▶ WHAT YOU NEED TO DO: Extract every line of the material below and reproduce it faithfully.

▶ THE DATA:
########

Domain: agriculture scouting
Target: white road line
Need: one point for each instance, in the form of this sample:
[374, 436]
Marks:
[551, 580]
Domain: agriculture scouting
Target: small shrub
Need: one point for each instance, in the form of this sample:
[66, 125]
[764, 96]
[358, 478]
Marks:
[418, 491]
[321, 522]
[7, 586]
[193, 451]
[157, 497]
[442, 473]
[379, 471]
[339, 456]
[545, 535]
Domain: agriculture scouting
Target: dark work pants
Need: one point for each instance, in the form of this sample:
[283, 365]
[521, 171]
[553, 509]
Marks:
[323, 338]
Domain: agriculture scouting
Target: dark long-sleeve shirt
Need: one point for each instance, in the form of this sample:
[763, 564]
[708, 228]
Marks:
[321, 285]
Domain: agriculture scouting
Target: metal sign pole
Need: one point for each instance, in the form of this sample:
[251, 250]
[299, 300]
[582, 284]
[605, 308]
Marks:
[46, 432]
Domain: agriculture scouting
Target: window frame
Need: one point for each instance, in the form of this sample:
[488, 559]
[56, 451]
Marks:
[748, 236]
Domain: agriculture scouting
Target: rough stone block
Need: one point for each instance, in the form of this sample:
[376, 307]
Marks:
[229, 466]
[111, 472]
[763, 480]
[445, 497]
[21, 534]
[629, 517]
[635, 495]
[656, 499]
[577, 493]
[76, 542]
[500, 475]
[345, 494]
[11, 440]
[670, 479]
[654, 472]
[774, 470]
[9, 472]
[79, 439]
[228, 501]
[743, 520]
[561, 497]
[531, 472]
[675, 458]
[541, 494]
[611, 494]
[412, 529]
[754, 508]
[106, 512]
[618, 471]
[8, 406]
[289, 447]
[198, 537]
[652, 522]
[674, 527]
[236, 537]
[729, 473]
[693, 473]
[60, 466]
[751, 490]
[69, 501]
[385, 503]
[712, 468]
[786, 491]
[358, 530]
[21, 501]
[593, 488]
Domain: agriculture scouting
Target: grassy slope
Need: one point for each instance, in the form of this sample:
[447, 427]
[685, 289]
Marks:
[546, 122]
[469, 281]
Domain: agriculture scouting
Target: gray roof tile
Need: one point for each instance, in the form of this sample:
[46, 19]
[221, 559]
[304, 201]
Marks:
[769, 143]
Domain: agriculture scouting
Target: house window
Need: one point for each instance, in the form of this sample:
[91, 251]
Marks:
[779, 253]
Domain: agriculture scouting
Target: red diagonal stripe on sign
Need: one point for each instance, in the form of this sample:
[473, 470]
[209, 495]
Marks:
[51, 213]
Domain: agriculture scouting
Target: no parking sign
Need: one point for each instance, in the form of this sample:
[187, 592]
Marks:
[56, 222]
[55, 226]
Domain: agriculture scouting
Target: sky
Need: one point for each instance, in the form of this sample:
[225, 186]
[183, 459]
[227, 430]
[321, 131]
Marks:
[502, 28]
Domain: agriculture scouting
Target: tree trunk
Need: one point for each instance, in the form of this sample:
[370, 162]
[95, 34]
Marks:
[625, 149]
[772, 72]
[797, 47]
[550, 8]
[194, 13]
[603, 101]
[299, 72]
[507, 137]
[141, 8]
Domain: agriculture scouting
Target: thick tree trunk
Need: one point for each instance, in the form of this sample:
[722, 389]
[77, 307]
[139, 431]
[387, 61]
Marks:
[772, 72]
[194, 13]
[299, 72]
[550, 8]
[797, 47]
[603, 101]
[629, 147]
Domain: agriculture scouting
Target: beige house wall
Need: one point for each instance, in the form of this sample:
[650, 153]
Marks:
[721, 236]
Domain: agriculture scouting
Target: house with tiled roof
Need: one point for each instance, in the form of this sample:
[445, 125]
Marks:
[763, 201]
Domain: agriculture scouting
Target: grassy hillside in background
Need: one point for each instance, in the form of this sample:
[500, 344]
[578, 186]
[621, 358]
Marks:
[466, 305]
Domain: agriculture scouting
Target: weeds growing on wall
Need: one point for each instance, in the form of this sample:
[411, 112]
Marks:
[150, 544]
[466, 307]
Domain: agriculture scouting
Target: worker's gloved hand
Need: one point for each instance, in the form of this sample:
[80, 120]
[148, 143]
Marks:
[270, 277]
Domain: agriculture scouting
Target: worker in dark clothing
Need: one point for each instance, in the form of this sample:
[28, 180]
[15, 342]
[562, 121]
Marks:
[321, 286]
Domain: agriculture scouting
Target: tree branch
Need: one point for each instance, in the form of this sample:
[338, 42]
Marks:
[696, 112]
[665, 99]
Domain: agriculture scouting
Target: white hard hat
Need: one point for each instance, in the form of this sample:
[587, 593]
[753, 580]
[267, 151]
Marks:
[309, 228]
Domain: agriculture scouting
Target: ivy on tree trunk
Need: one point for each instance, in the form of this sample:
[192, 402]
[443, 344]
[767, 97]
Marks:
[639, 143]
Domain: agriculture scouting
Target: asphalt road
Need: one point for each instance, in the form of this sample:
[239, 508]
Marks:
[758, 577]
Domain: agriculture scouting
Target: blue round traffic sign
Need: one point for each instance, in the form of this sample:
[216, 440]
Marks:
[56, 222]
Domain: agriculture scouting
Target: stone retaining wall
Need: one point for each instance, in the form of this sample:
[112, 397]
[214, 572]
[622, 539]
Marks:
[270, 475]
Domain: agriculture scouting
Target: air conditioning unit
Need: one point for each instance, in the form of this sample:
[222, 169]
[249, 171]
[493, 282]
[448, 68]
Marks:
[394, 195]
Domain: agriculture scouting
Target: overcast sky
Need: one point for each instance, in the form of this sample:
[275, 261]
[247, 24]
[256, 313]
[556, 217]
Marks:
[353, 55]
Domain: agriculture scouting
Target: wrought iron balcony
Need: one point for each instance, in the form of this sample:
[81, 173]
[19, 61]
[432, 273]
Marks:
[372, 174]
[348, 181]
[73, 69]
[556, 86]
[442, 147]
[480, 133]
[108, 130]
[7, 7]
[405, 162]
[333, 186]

########

▶ ANSWER TO THIS EXERCISE:
Domain: agriculture scouting
Target: white road line
Need: one point for each instance, in the form of this sample:
[374, 436]
Marks:
[551, 580]
Domain: agriculture scouting
Target: small shrub
Need: one point for each instance, in the form of this sample:
[66, 125]
[764, 96]
[358, 478]
Marks:
[418, 491]
[321, 522]
[7, 586]
[193, 451]
[157, 497]
[442, 473]
[379, 471]
[339, 456]
[545, 535]
Domain: agriculture scouting
Target: dark work pants
Need: one point for each instance, in the form of this sample:
[283, 365]
[521, 171]
[553, 509]
Marks:
[323, 338]
Domain: agriculture scouting
Target: dark long-sleeve shirt
Need: one point for each instance, in the form of this sample:
[763, 564]
[708, 228]
Marks:
[321, 285]
Domain: agriculture scouting
Target: metal sign pole
Need: one point for each instance, in the form of this sample:
[251, 250]
[299, 300]
[582, 284]
[605, 308]
Marks:
[46, 432]
Domain: agriculture scouting
Target: window frame
Need: one point for each instance, in the form of this sample:
[488, 559]
[56, 451]
Marks:
[748, 236]
Domain: agriculture scouting
Target: rough stone block
Need: one point for each instance, in the form of this sample:
[376, 307]
Marks:
[229, 466]
[111, 472]
[763, 480]
[445, 497]
[21, 534]
[629, 517]
[635, 495]
[656, 499]
[577, 493]
[76, 542]
[500, 475]
[345, 494]
[11, 440]
[670, 479]
[654, 472]
[774, 470]
[9, 472]
[79, 439]
[228, 501]
[743, 520]
[561, 497]
[531, 472]
[675, 458]
[541, 494]
[611, 494]
[412, 529]
[754, 508]
[106, 512]
[618, 471]
[8, 406]
[289, 447]
[198, 537]
[652, 522]
[674, 527]
[236, 537]
[729, 473]
[693, 473]
[60, 466]
[751, 490]
[69, 501]
[385, 503]
[712, 468]
[786, 491]
[358, 530]
[21, 501]
[593, 488]
Domain: agriculture scouting
Target: grassy slope
Need: one point for each instance, in the form of this sample:
[447, 427]
[685, 289]
Marks:
[546, 122]
[469, 281]
Domain: agriculture scouting
Target: gray roof tile
Need: one point for each instance, in the form of this sample:
[46, 19]
[221, 559]
[304, 201]
Marks:
[769, 143]
Domain: agriculture scouting
Target: house window
Need: one point for each instance, in the form of this sample:
[91, 251]
Marks:
[779, 253]
Domain: agriculture scouting
Target: red diagonal stripe on sign
Need: one point for each instance, in the form of this sample:
[473, 470]
[209, 495]
Marks:
[51, 213]
Domain: agriculture scouting
Target: no parking sign
Need: one point for each instance, in the form of this sample:
[187, 592]
Marks:
[56, 222]
[55, 226]
Domain: agriculture scouting
Target: sky
Need: one point for each instance, in the form of this sample:
[225, 186]
[183, 459]
[227, 430]
[321, 131]
Marks:
[502, 28]
Domain: agriculture scouting
Target: tree trunk
Need: one point for each instance, in the form of this sample:
[370, 162]
[95, 34]
Marks:
[625, 149]
[772, 72]
[797, 47]
[550, 8]
[194, 13]
[603, 101]
[299, 72]
[507, 137]
[141, 8]
Domain: agriculture scouting
Target: thick tree trunk
Need: one point for each instance, in the form of this sample:
[722, 389]
[77, 307]
[139, 431]
[387, 61]
Marks:
[772, 72]
[194, 13]
[299, 72]
[550, 8]
[797, 47]
[603, 101]
[629, 147]
Domain: agriculture scouting
Target: beige house wall
Need: one point for each instance, in the form of this sample:
[650, 153]
Marks:
[721, 236]
Domain: agriculture scouting
Target: house with tiled roof
Need: one point for each instance, in the form of this sample:
[445, 125]
Marks:
[763, 201]
Domain: agriculture scouting
Target: grassy hillside in background
Need: one point for each instance, in the form of this sample:
[500, 344]
[578, 186]
[621, 358]
Marks:
[466, 305]
Domain: agriculture scouting
Target: weeds growing on wall
Need: one point for each instance, in the form of this sample:
[411, 112]
Marks:
[150, 544]
[466, 307]
Domain: agriculture scouting
Target: worker's gloved hand
Need: one point for each instance, in the form of this sample:
[80, 120]
[148, 143]
Marks:
[270, 277]
Domain: agriculture scouting
Target: worker in dark clothing
Need: one point for each instance, in the form of this sample:
[28, 180]
[15, 342]
[562, 121]
Marks:
[321, 286]
Domain: agriculture scouting
Target: tree branch
Need: one point for each instance, in the form of this sample:
[338, 42]
Marks:
[696, 112]
[665, 99]
Domain: agriculture scouting
Target: white hard hat
Need: one point for each instance, in the form of this sample:
[587, 593]
[753, 580]
[267, 151]
Marks:
[309, 228]
Domain: agriculture scouting
Target: ivy on tree trunk
Need: one point for each instance, in the form of this sample:
[192, 402]
[443, 344]
[767, 97]
Marks:
[639, 143]
Domain: agriculture scouting
Target: asphalt road
Need: one point for each instance, in the form of this sample:
[239, 508]
Marks:
[758, 577]
Domain: agriculture scouting
Target: blue round traffic sign
Need: one point for each instance, in the form of this sample:
[216, 440]
Marks:
[56, 222]
Domain: agriculture scouting
Target: stone retaining wall
Need: one point for each instance, in the form of this sample:
[112, 397]
[214, 572]
[622, 539]
Marks:
[270, 475]
Domain: agriculture scouting
Target: air conditioning unit
Need: one point for each instance, in the form of this sample:
[222, 169]
[249, 171]
[493, 282]
[448, 68]
Marks:
[394, 195]
Domain: agriculture scouting
Target: overcast sky
Need: one point for each instance, in the form of this sample:
[275, 261]
[247, 24]
[256, 313]
[556, 217]
Marks:
[353, 55]
Domain: agriculture scouting
Target: wrought iron balcony
Need: one point for each instance, in the form of this sample:
[81, 173]
[19, 61]
[432, 273]
Marks:
[372, 174]
[348, 181]
[73, 69]
[556, 86]
[442, 147]
[480, 133]
[108, 130]
[7, 7]
[405, 162]
[333, 186]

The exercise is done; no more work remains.